*给定文本*
=======

1.进入你创建的环境:
如执行activate course_py35进入之前创建的 course_py35 环境
2.安装BeautifulSoup (可以通过 pip 来安装BeautifulSoup4 ) :
pip install beautifulsoup4
3.Jupyter 中实现网页的获取:
运行以下代码看BeautifulSoup 是否正常安装(若未提示错误则表示正常)
from bs4 import BeautifulSoup
4.使用BeautifulSoup解析HTML文档 :
一般格式为soup=BeautifulSoup(网页名称,'html.parser')
5.用 soup.prettify 打印网页
print(soup.prettify())
#BeautifulSoup 中 “soup.prettify” 这个方法可以让网页更加友好地打印出来#
实例:爬取“NATIONAL WEATHER”的天气数据
示例的旧金山天气页面地址为:
http://forecast.weather.gov/MapClick.php?lat=37.77492773500046&lon=-122.41941932299972#.WUnSFhN95E4
可以在浏览器提供的开发者工具中查看代码:更多工具 > 开发者工具
1.通过url.request 返回网页内容
import urllib.request as urlrequest
weather_url='http://forecast.weather.gov/MapClick.php?lat=37.77492773500046&lon=-122.41941932299972'
web_page=urlrequest.urlopen(weather_url).read()
print(web_page)
2.通过 BeautifulSoup 来抓取网页中的天气信息
from bs4 import BeautifulSoup
soup=BeautifulSoup(web_page,'html.parser')
print(soup.find(id='seven-day-forecast-body').get_text())
当然,你可以通过prettify输出一个美观的网页代码
from bs4 import BeautifulSoup
soup=BeautifulSoup(web_page,'html.parser')
print(soup.find(id='seven-day-forecast-container').prettify())
3.将天气数据完整有序地抽取出来
soup_forecast=soup.find(id='seven-day-forecast-container')
date_list=soup_forecast.find_all(class_='period-name')
desc_list=soup_forecast.find_all(class_='short-desc')
temp_list=soup_forecast.find_all(class_='temp')
for i in range(9):
date=date_list[i].get_text()
desc=desc_list[i].get_text()
temp=temp_list[i].get_text()
print("{}{}{}".format(date,desc,temp))
综合上述,这个简单爬虫的完整代码如下,注意每个步骤的作用
#导入需要的包和模块,这里需要的是 urllib.request 和 Beautifulsoup
import urllib.request as urlrequest
from bs4 import BeautifulSoup
#通过urllib来获取我们需要爬取的网页
weather_url='http://forecast.weather.gov/MapClick.php?lat=37.77492773500046&lon=-122.41941932299972'
web_page=urlrequest.urlopen(weather_url).read()
#用 BeautifulSoup 来解析和获取我们想要的内容块
soup=BeautifulSoup(web_page,'html.parser')
soup_forecast=soup.find(id='seven-day-forecast-container')
#找到我们想要的那一部分内容
date_list=soup_forecast.find_all(class_='period-name')
desc_list=soup_forecast.find_all(class_='short-desc')
temp_list=soup_forecast.find_all(class_='temp')
#将获取的内容更好地展示出来,用for循环来实现
for i in range(9):
date=date_list[i].get_text()
desc=desc_list[i].get_text()
temp=temp_list[i].get_text()
print("{}{}{}".format(date,desc,temp))
以上

=======

*任务目标 a*
能否把给定文本中以“运行以下代码看”开头的那段话缩写成更简短的一句,并保留其主要信息?
这些条目与给定文本毫无关系。

=======

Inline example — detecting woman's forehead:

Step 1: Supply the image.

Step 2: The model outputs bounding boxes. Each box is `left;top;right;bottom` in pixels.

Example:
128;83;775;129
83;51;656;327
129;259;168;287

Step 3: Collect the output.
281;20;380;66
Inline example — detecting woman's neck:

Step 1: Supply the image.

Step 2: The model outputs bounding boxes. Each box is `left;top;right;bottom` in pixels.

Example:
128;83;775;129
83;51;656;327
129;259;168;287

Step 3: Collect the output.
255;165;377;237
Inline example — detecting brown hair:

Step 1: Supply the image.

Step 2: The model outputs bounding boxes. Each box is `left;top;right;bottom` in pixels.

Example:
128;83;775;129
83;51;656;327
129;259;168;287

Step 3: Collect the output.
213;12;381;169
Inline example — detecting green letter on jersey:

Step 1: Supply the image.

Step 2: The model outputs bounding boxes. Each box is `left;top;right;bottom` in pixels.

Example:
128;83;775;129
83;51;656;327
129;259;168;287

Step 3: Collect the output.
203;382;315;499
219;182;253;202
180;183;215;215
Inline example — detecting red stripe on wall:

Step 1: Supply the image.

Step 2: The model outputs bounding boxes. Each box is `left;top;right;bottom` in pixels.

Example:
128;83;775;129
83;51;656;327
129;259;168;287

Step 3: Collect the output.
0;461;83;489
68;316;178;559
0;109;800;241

=======

*任务目标 b*
条目里哪些行含有字符串“detecting”?请把这些行全部挑出来并原样抄下。

*完整输出 a*
运行该代码可检验BeautifulSoup是否装好,不报错即说明安装正常。

*完整输出 b*
Inline example — detecting woman's forehead:
Inline example — detecting woman's neck:
Inline example — detecting brown hair:
Inline example — detecting green letter on jersey:
Inline example — detecting red stripe on wall:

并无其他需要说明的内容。